(Source document)
%%
# Valentine One Vs. Escort Passport 9500ix



## FireChicken (Sep 11, 2010)

I recently got popped by a cop so now I'm looking at radar detectors. I used a cobra in my firebird but I'v heard alot about the valentine and passport and I want the best protection money can buy. So I wanna hear from people who own one these guys or have an even better suggestion!

-Harry-


----------



## SpicyRed06 (Feb 3, 2010)

I've had an Escort Passport 8900 for over 8 years and I love it. It's never let me down.. but now I get a lot of false alarms. It's gotten a lot of use though. The Passport can display up to 3 signals from each band at once which is pretty sweet. I have never used a Valentine so I don't know much about them besides the directional arrows to show where the signal is coming from, which is pretty cool. The one thing to remember is detectors only help if the officer drives around with his radar on. Most cops do this but some can just gun you instantly. State/highway cops do this all the time. Got me coming over a hill in Wisconsin and cost me $275 for goin 13 over! By the time you realize what happened its too late.


----------



## FireChicken (Sep 11, 2010)

Speaking of pop guns... I hear there are radar detectors that can also jam cop radars. Do those actually work?

-Harry-


----------



## Poncho Dan (Jun 30, 2009)
%%
(Raw records)
%%
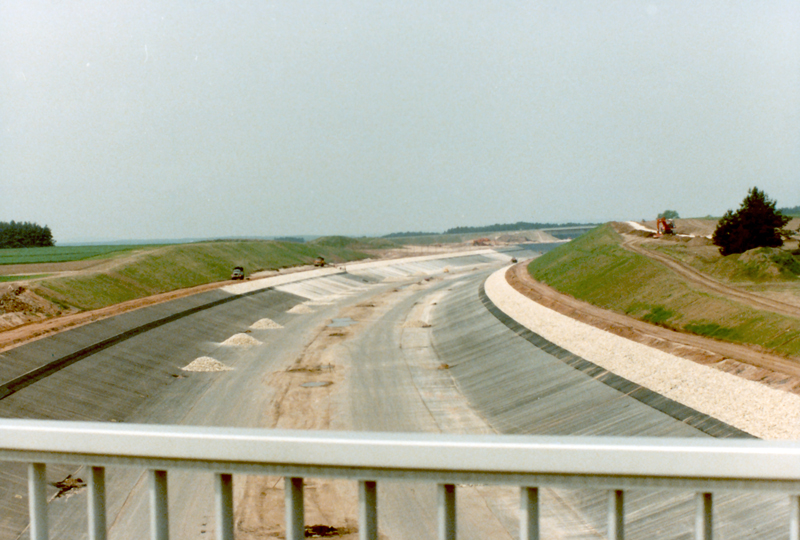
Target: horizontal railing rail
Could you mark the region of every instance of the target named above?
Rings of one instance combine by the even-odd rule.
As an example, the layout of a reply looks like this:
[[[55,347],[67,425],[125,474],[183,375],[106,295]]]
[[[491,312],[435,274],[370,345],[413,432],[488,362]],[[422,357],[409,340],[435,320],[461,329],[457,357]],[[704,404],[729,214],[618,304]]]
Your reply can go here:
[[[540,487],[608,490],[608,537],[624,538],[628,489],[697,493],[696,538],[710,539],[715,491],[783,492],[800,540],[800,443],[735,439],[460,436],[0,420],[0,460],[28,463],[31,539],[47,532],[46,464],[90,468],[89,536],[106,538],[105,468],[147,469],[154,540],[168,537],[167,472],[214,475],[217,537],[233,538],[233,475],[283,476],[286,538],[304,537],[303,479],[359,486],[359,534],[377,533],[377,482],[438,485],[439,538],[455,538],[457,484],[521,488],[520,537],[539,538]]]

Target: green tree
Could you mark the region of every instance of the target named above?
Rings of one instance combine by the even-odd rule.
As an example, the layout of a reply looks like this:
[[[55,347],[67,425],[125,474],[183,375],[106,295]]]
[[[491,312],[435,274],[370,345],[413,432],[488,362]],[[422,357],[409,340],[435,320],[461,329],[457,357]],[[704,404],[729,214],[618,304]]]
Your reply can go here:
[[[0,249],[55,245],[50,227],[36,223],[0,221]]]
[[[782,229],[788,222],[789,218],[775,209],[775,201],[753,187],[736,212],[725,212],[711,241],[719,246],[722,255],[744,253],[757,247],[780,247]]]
%%
%%
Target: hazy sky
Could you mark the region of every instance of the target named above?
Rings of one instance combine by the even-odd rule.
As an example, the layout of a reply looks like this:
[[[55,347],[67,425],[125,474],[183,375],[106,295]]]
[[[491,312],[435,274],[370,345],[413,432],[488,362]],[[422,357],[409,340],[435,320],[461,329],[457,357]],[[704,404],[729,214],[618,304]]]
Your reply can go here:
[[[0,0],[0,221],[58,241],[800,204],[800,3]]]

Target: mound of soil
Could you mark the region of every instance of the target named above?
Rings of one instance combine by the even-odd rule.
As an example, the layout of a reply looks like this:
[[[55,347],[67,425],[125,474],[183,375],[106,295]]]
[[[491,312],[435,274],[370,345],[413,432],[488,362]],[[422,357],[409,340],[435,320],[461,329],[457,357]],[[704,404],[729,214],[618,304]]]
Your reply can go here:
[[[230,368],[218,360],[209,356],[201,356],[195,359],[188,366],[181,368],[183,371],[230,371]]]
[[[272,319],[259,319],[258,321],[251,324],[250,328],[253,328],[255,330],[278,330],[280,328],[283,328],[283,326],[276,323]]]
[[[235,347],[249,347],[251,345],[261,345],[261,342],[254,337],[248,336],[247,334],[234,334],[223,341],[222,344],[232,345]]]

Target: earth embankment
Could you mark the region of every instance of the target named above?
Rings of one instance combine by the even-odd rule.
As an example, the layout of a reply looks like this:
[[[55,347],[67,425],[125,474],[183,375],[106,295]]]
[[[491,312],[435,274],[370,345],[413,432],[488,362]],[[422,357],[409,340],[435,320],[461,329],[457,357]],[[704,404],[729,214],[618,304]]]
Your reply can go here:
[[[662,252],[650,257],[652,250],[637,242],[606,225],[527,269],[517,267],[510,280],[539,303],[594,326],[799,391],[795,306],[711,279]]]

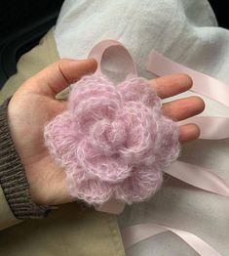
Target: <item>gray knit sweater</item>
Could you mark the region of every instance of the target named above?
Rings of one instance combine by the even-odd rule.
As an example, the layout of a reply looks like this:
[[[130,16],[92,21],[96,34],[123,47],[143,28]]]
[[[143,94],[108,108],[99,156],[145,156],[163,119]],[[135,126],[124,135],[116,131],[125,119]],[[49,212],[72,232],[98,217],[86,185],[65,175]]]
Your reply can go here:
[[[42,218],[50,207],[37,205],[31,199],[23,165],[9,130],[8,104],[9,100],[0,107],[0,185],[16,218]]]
%%
(Short exercise)
Answer these from the radar detector thread.
1. What brand of detector did FireChicken use in the Firebird?
2. For how long has SpicyRed06 had the Escort Passport 8900?
3. What did SpicyRed06's ticket in Wisconsin cost, and how far over the limit was the driving?

(Answer)
1. A Cobra.
2. Over 8 years.
3. $275, for going 13 over.